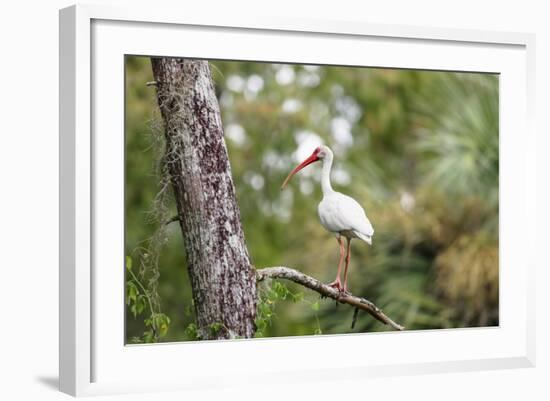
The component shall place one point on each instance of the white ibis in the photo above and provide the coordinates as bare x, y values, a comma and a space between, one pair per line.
339, 214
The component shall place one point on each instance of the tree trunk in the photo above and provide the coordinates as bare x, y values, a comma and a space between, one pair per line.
222, 279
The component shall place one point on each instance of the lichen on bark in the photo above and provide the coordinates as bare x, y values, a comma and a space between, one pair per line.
222, 278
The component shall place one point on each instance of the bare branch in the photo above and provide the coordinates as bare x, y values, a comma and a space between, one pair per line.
282, 272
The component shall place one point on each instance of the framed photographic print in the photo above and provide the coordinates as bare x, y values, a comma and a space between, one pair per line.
236, 194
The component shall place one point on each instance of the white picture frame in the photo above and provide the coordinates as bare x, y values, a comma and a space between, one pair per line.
93, 357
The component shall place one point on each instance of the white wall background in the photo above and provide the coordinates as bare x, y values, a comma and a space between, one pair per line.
29, 198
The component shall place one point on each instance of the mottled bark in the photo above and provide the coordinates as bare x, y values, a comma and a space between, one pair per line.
282, 272
222, 279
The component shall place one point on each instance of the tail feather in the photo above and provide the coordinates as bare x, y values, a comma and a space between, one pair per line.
366, 238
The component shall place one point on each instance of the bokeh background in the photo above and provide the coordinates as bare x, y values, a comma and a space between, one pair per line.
418, 149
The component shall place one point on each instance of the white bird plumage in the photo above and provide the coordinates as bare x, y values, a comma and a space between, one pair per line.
339, 213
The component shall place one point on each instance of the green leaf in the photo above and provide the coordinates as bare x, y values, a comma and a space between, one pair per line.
131, 292
129, 262
141, 302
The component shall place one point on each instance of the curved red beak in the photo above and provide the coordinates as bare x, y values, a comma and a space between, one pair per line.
311, 159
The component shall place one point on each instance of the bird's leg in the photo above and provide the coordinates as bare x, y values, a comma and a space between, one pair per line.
337, 283
347, 264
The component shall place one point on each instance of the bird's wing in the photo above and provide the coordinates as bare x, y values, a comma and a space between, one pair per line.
353, 216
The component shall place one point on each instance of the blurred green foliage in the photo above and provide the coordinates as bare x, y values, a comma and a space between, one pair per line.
418, 149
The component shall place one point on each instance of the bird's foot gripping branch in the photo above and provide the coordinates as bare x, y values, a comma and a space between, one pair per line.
286, 273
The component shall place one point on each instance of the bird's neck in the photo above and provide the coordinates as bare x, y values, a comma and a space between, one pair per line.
325, 177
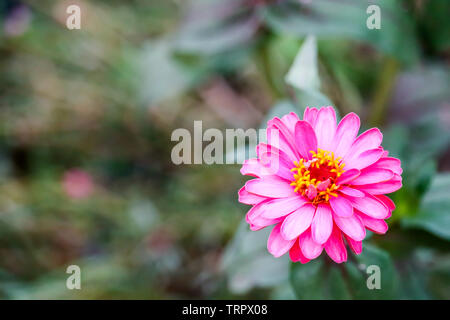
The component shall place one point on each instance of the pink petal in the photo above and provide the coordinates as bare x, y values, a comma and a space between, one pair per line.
277, 162
325, 127
249, 198
252, 167
383, 187
373, 175
296, 254
322, 224
280, 207
255, 211
285, 133
371, 206
309, 247
305, 138
276, 245
271, 187
376, 225
352, 192
297, 222
335, 247
356, 246
278, 140
364, 160
392, 164
351, 226
348, 176
290, 120
387, 201
370, 139
310, 115
346, 133
341, 206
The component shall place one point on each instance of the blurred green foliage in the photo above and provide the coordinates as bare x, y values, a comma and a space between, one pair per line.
86, 117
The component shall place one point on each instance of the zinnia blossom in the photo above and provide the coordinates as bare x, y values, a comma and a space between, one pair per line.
320, 184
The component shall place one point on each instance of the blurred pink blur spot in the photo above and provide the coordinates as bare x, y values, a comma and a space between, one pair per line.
77, 184
17, 21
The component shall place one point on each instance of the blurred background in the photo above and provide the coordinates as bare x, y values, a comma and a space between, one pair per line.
86, 118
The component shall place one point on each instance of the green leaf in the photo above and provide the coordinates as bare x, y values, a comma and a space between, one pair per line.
323, 279
347, 19
304, 71
303, 76
372, 256
248, 264
308, 279
434, 211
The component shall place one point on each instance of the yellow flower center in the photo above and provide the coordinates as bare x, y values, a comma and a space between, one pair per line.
315, 179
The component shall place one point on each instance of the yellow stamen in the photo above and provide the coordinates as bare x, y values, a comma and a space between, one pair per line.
322, 167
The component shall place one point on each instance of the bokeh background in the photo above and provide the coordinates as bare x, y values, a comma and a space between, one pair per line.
86, 118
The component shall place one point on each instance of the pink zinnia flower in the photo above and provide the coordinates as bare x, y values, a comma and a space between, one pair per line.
77, 184
319, 184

* [Problem to solve]: Only the text is to be copied: please reproduce the records exactly and drop the pictures.

* [Result of this task]:
The component shall place one point on each instance of the white ibis in the photo above and provide the coordinates as bare x, y values, a comma and a space between, one pair per line.
339, 214
The component shall place one point on each instance of the tree trunk in the photo above and provide the coordinates as bare x, y values, a comma and a space between, one pair per line.
222, 279
The component shall place one point on each instance of the lichen on bark in the photo above and provide the coordinates as bare x, y values, a comma and a space between, one pair per line.
222, 278
The component shall place one point on each instance of the bare branch in the photo above and provide the coordinates as bare x, y values, a comma and a space between, one pair per line.
282, 272
The component shall place one point on each instance of the framed photographic print in the photo above and provide the coordinates as bare x, y values, a comma and a space between, one pair per line.
236, 194
The component shall place one point on each instance of the white picture frame in the photo above and provide the coordinates as bare x, y values, a comma and a space between, one pair per line.
93, 357
The component shall place one point on each instance of the white wall background in the photo above and provide the coordinates as bare x, y values, a comma and a space between, one pair per line.
29, 198
The component shall place one point on each instance of the mottled bark in the photo above and provide the coordinates as bare x, y values, a comma and a space between, one pair per line.
282, 272
222, 279
The component shall place one point on each instance of the tail feather in the photo above and provide the coordinates as bare x, y values, a comma and a space between, one pair per line.
366, 238
The component shall place one point on each instance of the bokeh background in the photo above and provide the coordinates as bare x, y values, a comma and a space between, one pair per line.
418, 149
The component shall place one point on each instance of the white bird plumage in the photo above and provide the coordinates as bare x, y values, a comma and a space between, one pair per line.
339, 213
The component shall place one point on each instance of the green leaf in the photo above and provide the coordinates as bare x, y values, a comma and a space between, one pair per line.
131, 292
129, 262
141, 302
The component shall place one point on each instance of the curved red beak in the photo above and provide the coordinates as bare x, y values, a comma and a space between, one pair per line.
311, 159
The component shall place one point on each instance of the bird's leg in the photo above and provide the coordinates as bare x, y values, a comma and a space between, one pair per line.
337, 283
347, 264
The component shall place one point on each instance of the bird's wing in the photo above and provide the coordinates as bare x, y values, a comma and a space between, one pair per line.
353, 216
The component shall place one point on each instance of the blurred green foliage in the photo above and provide the coordinates as bare x, y values, a comma and a space between, one pair per line.
418, 149
The component shall place one point on each instance of the bird's foot gripping branch in the photo above and provide the coordinates as bare x, y values, a comma and a space between, one pair per line.
286, 273
The component shall place one point on each instance of the bird's neck in the photo above and provide the coordinates as bare x, y values, a comma and a space between, one pair per line.
325, 177
The component shall place one point on each instance of the pink petal in the photo above and provide the coordinates as bare x, y values, a comma and a space between, one pair per line.
277, 162
325, 127
249, 198
252, 167
383, 187
373, 175
296, 254
322, 224
280, 207
255, 211
285, 133
371, 206
309, 247
305, 138
276, 245
271, 187
376, 225
352, 192
297, 222
335, 247
356, 246
278, 140
364, 160
392, 164
351, 226
348, 176
290, 120
387, 201
370, 139
310, 115
346, 133
341, 206
The component shall place one point on each instance of the blurred green foliage in the photo above and provide the coordinates as bare x, y values, a comma and a space between, one pair per line.
86, 117
The component shall place one point on each instance of the zinnia blossom in the photo above and provide the coordinates as bare x, y values, a comma and a space between, one pair per line.
320, 184
The component shall place one point on each instance of the blurred pink blur spot in the photo above and provide the coordinates as bare x, y values, a comma and a space between, one pair per line.
77, 184
17, 21
The component shall place one point on each instance of the blurred background in the photo above and provide the coordinates as bare x, y values, a comma and a space between, one pair per line.
86, 118
The component shall place one point on each instance of the green leaf in the photo above and provide the coordinates as bare x, y values, a comma and a space between, one pair per line.
323, 279
347, 19
304, 71
303, 76
372, 256
248, 264
308, 279
434, 211
The component shall place one point on each instance of the yellow flower center in the photo above and provide the coordinates as bare x, y values, a comma and a space between, one pair per line.
315, 179
The component shall place one point on each instance of the yellow stamen in the photo above and provide the coordinates as bare x, y values, a comma and a space between, one pair per line.
322, 167
The component shall place one point on each instance of the bokeh background in the photo above and provide the coordinates as bare x, y values, a comma and a space between, one pair per line.
86, 118
The component shall place one point on each instance of the pink zinnia flower in the photo above and provide the coordinates as bare x, y values, a comma and a space between, one pair per line.
77, 184
319, 184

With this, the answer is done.